### Task prompt
Write out, word for word, every line from the one containing "logo on this photo." through the final line of the records.

### Provided data
....

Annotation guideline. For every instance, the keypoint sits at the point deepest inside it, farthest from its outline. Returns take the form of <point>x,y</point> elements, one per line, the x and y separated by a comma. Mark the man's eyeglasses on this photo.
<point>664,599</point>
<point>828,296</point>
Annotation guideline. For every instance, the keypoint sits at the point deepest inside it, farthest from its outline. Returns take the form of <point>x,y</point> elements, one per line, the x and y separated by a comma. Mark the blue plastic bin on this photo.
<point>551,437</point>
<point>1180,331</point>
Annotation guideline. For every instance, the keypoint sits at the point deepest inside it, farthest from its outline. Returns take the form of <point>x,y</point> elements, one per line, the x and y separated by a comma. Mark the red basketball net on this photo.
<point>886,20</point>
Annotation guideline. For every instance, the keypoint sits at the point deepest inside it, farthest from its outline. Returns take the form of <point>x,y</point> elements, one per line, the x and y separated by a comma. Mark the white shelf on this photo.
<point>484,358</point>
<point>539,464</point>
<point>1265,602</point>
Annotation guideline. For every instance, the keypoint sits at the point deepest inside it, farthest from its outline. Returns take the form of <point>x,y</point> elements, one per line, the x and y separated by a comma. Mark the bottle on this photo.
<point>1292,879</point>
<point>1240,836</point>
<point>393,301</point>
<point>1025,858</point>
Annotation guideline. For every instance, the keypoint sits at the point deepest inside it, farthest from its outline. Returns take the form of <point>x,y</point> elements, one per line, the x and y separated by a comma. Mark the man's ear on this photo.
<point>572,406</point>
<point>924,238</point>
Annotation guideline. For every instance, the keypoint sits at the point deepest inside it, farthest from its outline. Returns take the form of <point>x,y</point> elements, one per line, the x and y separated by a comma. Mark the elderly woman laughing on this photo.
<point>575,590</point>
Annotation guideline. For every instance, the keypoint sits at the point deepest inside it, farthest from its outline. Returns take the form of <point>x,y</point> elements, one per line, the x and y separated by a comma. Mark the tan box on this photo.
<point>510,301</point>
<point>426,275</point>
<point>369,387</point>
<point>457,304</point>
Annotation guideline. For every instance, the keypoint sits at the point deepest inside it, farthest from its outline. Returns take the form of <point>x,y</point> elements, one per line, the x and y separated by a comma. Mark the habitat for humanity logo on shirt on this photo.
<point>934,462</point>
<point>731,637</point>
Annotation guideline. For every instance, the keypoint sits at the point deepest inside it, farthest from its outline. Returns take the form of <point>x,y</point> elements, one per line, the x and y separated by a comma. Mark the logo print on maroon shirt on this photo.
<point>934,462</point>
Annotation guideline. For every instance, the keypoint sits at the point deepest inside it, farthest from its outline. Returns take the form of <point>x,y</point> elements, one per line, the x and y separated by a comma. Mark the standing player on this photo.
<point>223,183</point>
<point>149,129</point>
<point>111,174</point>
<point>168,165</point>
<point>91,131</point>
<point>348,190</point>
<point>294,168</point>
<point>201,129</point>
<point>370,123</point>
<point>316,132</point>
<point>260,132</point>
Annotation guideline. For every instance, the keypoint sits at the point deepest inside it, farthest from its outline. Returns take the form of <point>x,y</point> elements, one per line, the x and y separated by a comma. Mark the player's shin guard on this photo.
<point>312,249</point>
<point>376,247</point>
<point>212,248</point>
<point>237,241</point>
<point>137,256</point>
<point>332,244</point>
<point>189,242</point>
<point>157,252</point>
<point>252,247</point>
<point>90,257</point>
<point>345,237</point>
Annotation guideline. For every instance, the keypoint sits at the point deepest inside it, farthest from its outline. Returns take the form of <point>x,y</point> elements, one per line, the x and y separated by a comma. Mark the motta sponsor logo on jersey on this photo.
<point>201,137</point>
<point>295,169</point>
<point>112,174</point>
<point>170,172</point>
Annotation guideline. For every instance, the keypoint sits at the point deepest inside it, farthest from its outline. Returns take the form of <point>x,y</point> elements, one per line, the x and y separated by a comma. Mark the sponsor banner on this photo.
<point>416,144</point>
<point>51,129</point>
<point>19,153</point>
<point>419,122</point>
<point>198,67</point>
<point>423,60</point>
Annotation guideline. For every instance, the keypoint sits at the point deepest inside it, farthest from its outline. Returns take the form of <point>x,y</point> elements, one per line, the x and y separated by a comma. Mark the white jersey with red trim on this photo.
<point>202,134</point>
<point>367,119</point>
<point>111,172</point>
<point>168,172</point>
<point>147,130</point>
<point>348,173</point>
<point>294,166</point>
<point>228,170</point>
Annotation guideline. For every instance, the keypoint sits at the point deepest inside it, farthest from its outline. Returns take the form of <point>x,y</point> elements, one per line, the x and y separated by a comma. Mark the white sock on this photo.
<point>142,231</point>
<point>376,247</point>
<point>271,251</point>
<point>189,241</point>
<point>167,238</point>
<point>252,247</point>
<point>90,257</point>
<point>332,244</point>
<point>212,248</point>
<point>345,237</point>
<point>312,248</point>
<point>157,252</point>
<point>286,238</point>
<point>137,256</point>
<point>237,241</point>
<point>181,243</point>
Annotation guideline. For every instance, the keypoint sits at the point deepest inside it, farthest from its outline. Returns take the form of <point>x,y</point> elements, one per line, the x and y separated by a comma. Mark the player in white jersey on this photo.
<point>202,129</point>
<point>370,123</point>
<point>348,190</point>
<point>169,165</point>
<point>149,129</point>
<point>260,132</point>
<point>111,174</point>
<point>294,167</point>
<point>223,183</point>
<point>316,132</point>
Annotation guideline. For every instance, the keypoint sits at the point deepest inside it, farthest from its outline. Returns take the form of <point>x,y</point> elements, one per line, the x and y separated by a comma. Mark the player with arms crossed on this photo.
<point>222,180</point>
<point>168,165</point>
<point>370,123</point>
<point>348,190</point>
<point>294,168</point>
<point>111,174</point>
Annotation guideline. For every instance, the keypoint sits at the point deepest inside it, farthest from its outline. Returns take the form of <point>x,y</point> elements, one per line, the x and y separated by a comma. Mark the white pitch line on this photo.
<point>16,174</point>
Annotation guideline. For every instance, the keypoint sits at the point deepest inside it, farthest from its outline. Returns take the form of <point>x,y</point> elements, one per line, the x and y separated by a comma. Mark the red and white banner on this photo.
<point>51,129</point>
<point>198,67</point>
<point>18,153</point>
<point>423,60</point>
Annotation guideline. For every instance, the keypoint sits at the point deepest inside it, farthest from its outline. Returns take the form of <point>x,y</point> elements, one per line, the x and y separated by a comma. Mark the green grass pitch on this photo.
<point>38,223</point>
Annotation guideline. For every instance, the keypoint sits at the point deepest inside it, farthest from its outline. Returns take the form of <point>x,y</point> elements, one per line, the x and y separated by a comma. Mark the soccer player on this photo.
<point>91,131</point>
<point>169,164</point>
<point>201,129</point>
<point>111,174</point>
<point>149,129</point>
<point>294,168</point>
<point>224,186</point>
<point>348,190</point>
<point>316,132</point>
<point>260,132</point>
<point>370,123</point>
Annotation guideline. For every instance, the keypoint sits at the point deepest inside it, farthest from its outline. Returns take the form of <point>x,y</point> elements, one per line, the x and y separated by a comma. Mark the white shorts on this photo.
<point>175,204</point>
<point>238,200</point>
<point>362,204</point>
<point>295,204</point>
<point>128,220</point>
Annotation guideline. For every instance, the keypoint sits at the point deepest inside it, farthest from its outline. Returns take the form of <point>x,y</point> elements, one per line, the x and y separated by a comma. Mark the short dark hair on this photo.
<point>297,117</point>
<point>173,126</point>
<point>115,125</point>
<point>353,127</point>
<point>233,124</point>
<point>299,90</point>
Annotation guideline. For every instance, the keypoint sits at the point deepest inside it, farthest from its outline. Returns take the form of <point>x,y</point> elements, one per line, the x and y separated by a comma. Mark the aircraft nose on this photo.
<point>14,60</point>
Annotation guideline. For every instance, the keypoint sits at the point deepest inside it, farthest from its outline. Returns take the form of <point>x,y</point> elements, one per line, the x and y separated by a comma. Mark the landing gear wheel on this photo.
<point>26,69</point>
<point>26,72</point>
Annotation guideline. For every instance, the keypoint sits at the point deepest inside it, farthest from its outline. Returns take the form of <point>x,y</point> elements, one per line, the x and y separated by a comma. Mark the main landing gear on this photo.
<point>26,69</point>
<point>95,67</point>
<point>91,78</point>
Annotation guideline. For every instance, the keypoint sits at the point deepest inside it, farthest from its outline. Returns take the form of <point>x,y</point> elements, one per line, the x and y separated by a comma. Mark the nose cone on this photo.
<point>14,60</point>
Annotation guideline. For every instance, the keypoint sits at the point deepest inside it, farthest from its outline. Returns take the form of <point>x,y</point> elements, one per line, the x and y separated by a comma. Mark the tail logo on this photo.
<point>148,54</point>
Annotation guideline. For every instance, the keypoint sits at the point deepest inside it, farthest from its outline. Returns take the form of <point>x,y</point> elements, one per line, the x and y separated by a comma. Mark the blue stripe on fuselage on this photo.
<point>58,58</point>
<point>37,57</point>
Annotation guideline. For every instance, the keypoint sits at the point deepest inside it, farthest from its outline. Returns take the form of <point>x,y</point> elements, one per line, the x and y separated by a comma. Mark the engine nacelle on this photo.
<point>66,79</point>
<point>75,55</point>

....

### Exercise solution
Annotation guideline. For every instance, the keypoint sits at the point deepest inside it, farthest from its outline. Returns take the form of <point>x,y</point> elements, one per line, the x and y separated by a comma. Mark the tail logo on this photo.
<point>148,54</point>
Annotation guideline. For every instance, the keypoint sits at the point deepest inside it, farthest from its outline. Returns take the form of <point>x,y</point> elements, one per line, the x and y separated by a comma. Mark the blue stripe on fuselage on this photo.
<point>58,58</point>
<point>37,57</point>
Annotation guideline. For every instance, the keypoint sits at the point deepest inside it, farthest from its outline. Returns take the form of <point>x,y</point> elements, one per line, the x and y separated by a comma. Mark the engine nacelle on this photo.
<point>66,79</point>
<point>75,55</point>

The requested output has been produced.